YOUR ASSIGNMENT:
From the first line to the last, write out the material exactly.

TASK MATERIAL:
+-------+
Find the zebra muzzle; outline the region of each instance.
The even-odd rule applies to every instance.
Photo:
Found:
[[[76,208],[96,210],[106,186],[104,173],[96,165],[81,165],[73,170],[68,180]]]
+-------+
ANSWER FOR THIS EXERCISE:
Find the zebra muzzle; outline the region of each instance.
The even-odd rule applies to every instance.
Photo:
Found:
[[[76,208],[96,210],[106,186],[104,173],[96,165],[81,165],[73,170],[68,180]]]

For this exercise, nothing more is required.